Task instructions –
a: In the text on energy levels, list the kinds of artists named in parentheses.
b: According to the text on energy levels, how long is the brisk walk that can boost your energy?
c: Reproduce the part of the text on energy levels between "You don't need" and "Your Busy Schedule.", inclusive.

Text excerpt –
You don't need to be hitting the gym every day to get the benefits of exercise. A twenty minute brisk walk can be a great boost to your energy levels. If you're feeling tired, don't use that as an excuse not to exercise – it'll give you more energy, not less. You can find the time, too; here's 5 Easy Ways to Fit Exercise Into Your Busy Schedule.
Mental and Emotional
Having the physical energy to get stuck into project outside your day job is half the trick – but however alert and awake you feel, you may find yourself fed up, down, or just not in the mood to do anything but watch television.
It's crucial that you take care of your mental and emotional energy levels. That means:
Don't Bring Your Work Home With You
If you're literally bringing work home (or staying late at work), that's obviously going to eat into the time which you have available to get everything else done. But even if you're not checking emails from home or writing reports after dinner, you can still be bringing your work home in an emotional sense.
Some artists (writers, painters, photographers) and other creative types choose to take day jobs which are fairly routine and which they can "switch off" from in the evenings. If you're choosing between different jobs, keep in mind how emotionally or mentally involving they'll be.

[Items from a labeling collection]

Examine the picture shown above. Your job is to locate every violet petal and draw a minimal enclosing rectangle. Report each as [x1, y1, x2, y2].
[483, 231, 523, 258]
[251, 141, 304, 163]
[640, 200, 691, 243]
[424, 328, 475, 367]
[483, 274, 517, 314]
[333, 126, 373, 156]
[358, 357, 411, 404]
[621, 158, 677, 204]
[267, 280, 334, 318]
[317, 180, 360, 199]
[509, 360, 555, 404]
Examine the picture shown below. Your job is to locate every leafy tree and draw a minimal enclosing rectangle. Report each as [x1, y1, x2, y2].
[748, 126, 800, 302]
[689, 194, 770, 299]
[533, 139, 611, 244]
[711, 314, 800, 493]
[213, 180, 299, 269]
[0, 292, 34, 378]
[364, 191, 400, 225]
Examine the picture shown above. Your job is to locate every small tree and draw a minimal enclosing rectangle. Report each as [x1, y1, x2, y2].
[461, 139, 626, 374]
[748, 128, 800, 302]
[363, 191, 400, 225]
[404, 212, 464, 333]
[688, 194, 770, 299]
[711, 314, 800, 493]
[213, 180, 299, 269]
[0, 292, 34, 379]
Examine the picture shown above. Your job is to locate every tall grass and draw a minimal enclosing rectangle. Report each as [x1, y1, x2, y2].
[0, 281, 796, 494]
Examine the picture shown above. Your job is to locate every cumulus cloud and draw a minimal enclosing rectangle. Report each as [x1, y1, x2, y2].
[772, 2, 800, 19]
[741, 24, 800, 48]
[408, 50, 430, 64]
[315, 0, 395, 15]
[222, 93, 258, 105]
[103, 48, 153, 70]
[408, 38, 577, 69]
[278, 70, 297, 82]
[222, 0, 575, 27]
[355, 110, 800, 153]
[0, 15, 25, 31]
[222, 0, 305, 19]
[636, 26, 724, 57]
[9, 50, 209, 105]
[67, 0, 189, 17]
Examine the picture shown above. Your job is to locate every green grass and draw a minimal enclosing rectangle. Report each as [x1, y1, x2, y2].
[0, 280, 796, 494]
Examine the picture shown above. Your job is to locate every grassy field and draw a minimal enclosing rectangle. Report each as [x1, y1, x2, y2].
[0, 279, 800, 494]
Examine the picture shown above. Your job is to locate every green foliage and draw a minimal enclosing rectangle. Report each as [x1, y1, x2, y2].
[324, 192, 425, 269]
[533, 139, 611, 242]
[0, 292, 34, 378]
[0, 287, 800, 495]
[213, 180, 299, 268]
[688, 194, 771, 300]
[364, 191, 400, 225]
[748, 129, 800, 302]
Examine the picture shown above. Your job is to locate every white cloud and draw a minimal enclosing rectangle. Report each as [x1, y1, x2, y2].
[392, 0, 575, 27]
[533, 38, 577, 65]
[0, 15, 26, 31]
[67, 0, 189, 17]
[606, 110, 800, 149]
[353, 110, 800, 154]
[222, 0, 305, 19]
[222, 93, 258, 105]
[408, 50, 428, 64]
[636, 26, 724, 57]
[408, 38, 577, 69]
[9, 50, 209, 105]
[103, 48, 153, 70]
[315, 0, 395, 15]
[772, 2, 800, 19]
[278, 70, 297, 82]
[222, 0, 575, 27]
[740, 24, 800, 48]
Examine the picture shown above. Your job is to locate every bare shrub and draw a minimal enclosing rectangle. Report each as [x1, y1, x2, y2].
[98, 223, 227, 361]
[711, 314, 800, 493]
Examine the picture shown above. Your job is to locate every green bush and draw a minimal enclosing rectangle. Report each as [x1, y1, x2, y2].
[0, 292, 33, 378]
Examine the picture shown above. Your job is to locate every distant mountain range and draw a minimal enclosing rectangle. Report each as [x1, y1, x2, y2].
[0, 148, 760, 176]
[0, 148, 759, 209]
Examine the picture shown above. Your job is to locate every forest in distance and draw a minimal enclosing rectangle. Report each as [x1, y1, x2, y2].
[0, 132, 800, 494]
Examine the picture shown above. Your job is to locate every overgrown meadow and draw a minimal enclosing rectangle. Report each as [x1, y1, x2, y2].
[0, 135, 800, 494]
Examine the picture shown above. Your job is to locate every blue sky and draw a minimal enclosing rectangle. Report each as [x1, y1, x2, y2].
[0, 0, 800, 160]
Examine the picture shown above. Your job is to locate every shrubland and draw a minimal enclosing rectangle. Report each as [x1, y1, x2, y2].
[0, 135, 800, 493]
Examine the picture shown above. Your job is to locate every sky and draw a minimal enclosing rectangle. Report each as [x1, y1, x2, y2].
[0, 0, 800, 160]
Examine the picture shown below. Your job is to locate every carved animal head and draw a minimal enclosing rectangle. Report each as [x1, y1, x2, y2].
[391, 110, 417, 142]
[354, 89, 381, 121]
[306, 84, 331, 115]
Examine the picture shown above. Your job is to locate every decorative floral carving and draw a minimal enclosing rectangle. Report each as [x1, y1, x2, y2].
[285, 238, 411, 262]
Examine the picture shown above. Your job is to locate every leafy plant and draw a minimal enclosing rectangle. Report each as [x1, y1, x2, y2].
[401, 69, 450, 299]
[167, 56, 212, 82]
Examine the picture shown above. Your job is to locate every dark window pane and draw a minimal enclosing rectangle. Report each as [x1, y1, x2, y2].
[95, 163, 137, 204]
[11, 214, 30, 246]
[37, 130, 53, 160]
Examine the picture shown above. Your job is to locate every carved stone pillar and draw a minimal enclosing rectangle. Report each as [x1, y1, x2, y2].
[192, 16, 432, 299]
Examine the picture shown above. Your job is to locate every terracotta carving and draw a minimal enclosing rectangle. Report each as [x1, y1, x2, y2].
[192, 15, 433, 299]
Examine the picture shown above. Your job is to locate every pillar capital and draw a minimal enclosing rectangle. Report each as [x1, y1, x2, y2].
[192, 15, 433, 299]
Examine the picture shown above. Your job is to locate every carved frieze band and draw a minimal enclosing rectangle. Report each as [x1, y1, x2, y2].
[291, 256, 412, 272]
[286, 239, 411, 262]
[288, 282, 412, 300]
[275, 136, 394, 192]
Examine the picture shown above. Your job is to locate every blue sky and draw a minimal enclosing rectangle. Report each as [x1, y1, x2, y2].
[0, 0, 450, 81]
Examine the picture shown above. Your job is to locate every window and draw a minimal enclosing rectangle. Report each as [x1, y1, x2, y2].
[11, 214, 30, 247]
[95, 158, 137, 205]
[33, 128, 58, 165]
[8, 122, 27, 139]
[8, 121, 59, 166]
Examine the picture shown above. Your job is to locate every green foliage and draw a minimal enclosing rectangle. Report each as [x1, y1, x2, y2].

Answers to each task –
a: Writers, painters, photographers

b: Twenty minutes.

c:
You don't need to be hitting the gym every day to get the benefits of exercise. A twenty minute brisk walk can be a great boost to your energy levels. If you're feeling tired, don't use that as an excuse not to exercise – it'll give you more energy, not less. You can find the time, too; here's 5 Easy Ways to Fit Exercise Into Your Busy Schedule.